■ GIVEN PASSAGE
--*--
# Stochastic Renormalization Group and Gradient Flow

**Authors:** Andrea Carosso

arXiv: 1904.13057 · 2020-02-19

## TL;DR

This paper introduces a stochastic approach to renormalization group transformations inspired by Fokker-Planck equations, enabling lattice simulations and linking long-distance correlations to gradient flow, with implications for measuring anomalous dimensions.

## Contribution

It proposes a non-perturbative, stochastic RG framework based on Fokker-Planck equations, facilitating lattice simulations and analysis of correlations via gradient flow.

## Key findings

- Effective Boltzmann factors follow Fokker-Planck equations.
- Long-distance correlations approach gradient-flowed correlations.
- RG scaling formula enables measurement of anomalous dimensions.
--*--
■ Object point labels

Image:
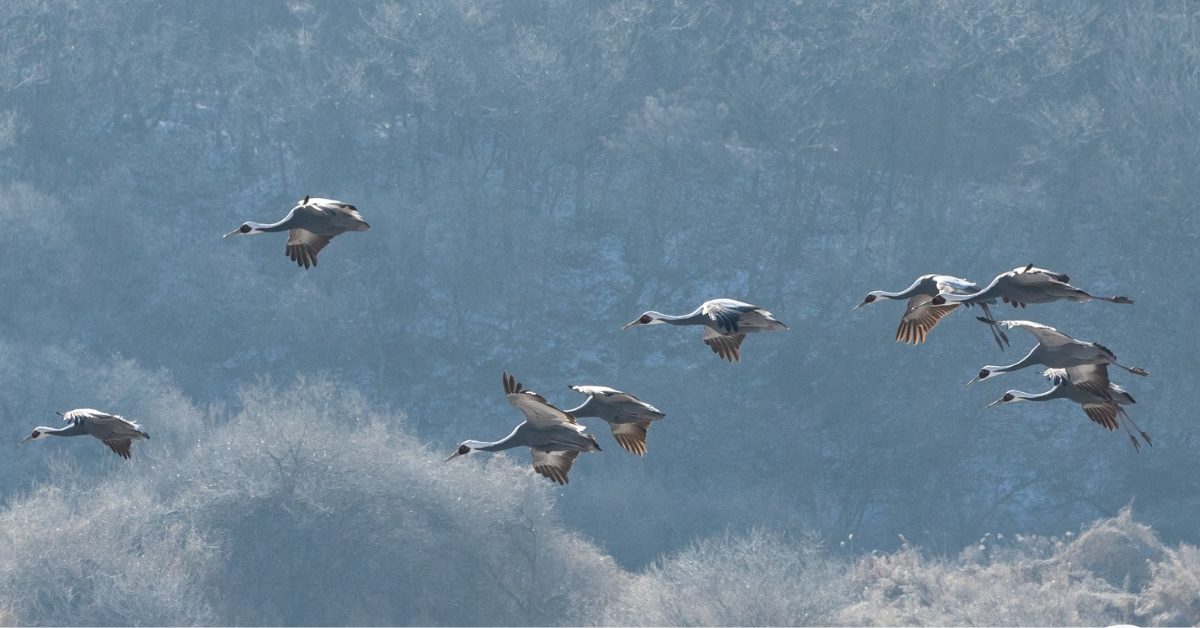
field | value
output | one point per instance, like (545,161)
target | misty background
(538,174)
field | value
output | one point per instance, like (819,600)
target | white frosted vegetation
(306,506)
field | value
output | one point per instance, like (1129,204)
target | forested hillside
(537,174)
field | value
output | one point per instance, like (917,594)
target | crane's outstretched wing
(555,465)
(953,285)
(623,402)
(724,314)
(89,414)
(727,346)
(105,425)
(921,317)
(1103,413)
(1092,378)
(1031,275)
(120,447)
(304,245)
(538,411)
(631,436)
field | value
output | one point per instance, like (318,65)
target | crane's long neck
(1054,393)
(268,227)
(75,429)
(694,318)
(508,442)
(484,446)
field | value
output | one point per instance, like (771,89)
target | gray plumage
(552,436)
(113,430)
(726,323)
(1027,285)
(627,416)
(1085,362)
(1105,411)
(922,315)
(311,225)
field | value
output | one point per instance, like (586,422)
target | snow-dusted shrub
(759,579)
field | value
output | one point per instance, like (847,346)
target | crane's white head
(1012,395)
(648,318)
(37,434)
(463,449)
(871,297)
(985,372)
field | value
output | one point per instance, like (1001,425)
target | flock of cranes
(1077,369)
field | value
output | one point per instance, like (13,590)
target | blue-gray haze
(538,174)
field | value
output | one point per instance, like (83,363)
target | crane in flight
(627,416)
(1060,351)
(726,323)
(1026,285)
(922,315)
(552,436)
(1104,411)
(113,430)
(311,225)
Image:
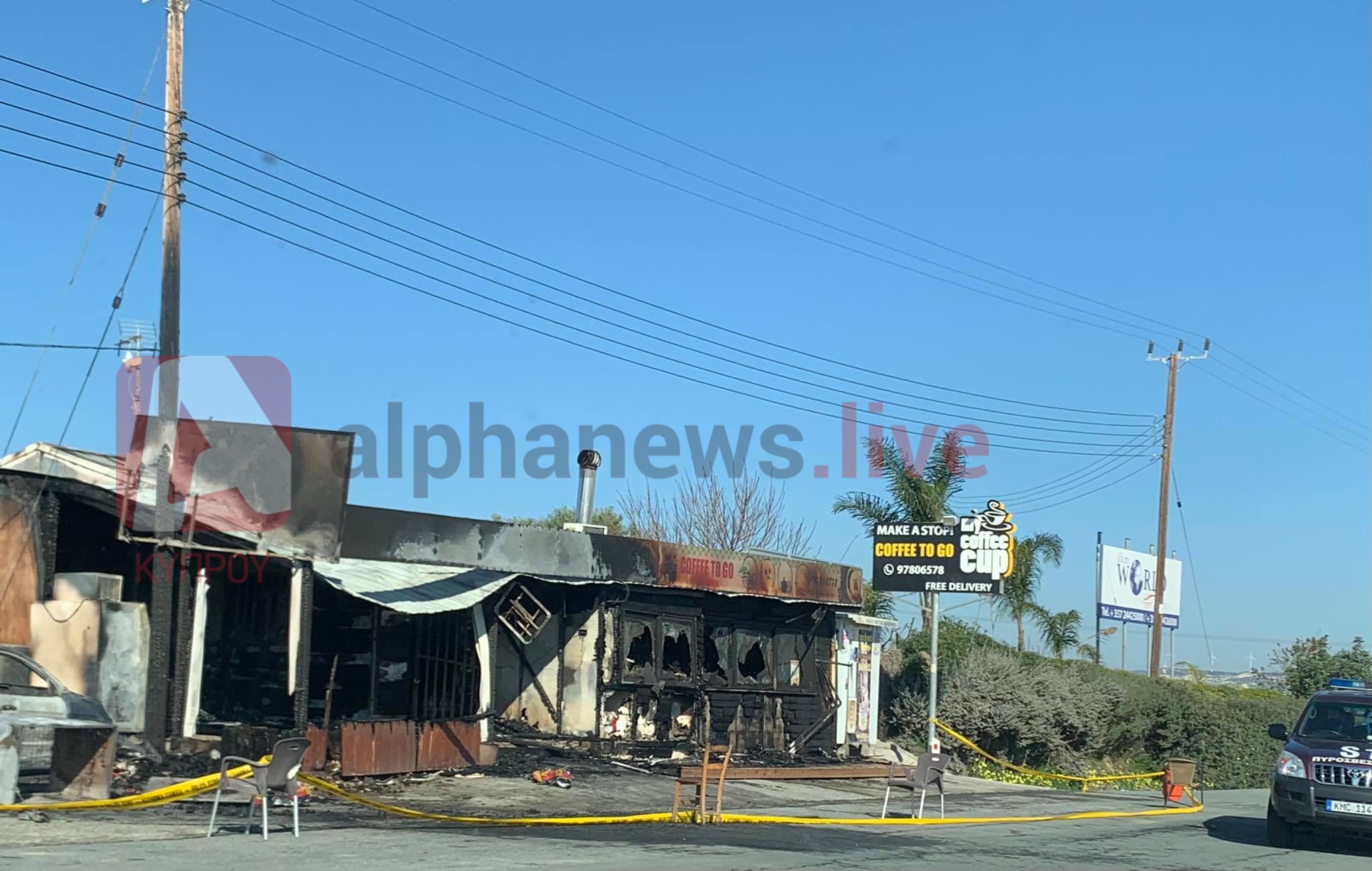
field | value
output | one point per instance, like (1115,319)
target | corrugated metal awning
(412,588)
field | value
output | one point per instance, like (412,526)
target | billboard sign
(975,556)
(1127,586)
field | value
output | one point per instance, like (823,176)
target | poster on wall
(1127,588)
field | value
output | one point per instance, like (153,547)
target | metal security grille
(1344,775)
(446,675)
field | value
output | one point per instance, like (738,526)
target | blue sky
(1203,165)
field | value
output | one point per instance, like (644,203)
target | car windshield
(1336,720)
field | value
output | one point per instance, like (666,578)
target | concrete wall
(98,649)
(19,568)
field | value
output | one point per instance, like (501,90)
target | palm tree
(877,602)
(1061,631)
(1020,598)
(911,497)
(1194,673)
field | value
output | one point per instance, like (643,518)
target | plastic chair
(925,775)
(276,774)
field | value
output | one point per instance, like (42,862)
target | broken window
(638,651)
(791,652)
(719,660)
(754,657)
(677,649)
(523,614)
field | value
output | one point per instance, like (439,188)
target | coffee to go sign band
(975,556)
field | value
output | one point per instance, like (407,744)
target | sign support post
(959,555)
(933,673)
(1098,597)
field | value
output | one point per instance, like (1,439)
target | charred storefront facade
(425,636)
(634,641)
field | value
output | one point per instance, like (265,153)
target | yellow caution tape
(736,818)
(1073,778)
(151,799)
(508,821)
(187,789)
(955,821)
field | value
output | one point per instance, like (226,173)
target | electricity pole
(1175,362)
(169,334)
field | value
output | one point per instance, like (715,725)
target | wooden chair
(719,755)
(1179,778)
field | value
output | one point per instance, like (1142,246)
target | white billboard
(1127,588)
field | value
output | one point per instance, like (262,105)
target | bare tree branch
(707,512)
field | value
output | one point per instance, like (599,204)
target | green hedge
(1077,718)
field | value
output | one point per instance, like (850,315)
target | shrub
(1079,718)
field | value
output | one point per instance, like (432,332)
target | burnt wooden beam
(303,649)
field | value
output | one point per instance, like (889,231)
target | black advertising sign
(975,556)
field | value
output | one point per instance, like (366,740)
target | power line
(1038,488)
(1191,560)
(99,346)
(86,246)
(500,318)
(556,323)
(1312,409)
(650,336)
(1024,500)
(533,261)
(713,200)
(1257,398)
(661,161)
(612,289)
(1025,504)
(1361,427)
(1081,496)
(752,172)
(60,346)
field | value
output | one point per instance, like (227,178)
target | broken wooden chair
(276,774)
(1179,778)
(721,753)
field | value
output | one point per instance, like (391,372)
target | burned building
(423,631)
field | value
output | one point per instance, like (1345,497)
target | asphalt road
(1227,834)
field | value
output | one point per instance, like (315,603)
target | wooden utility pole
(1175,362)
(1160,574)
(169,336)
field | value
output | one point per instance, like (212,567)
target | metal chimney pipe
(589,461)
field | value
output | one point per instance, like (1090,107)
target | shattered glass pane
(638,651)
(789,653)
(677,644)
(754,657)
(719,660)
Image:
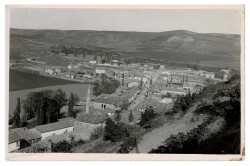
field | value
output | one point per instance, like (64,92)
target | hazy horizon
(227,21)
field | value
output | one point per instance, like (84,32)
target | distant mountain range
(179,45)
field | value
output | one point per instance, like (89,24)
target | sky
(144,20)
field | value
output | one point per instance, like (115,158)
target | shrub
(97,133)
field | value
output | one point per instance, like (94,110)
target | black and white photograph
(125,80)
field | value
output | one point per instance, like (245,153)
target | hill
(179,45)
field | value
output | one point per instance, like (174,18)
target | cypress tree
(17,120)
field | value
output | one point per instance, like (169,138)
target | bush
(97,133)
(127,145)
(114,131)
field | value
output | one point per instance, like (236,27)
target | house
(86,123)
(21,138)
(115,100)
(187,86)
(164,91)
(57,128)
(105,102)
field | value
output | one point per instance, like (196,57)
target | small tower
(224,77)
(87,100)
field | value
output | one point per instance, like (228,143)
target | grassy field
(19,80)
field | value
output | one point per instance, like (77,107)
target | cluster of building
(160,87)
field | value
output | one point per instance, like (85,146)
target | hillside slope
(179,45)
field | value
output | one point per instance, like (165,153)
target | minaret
--*--
■ SHORT EXERCISE 1
Answer these questions about the summary of the stochastic renormalization group paper, one line each:
(a) According to the TL;DR, what kind of simulations does the stochastic approach enable?
(b) Which two adjectives does the Contribution section use to describe the proposed RG framework?
(c) What do long-distance correlations approach, according to the key findings?
■ SHORT EXERCISE 2
Write the next part of the summary of the stochastic renormalization group paper, picking up after its final key finding.

■ EXPECTED ANSWER 1
(a) Lattice simulations.
(b) Non-perturbative and stochastic.
(c) Gradient-flowed correlations.

■ EXPECTED ANSWER 2
## Abstract

A non-perturbative and continuous definition of RG transformations as stochastic processes is proposed, inspired by the observation that the functional RG equations for effective Boltzmann factors may be interpreted as Fokker-Planck equations. The result implies a new approach to Monte Carlo RG that is amenable to lattice simulation. Long-distance correlations of the effective theory are shown to approach gradient-flowed correlations, which are simpler to measure. The Markov property of the stochastic RG transformation implies an RG scaling formula which allows for the measurement of anomalous dimensions when transcribed into gradient flow expectation values.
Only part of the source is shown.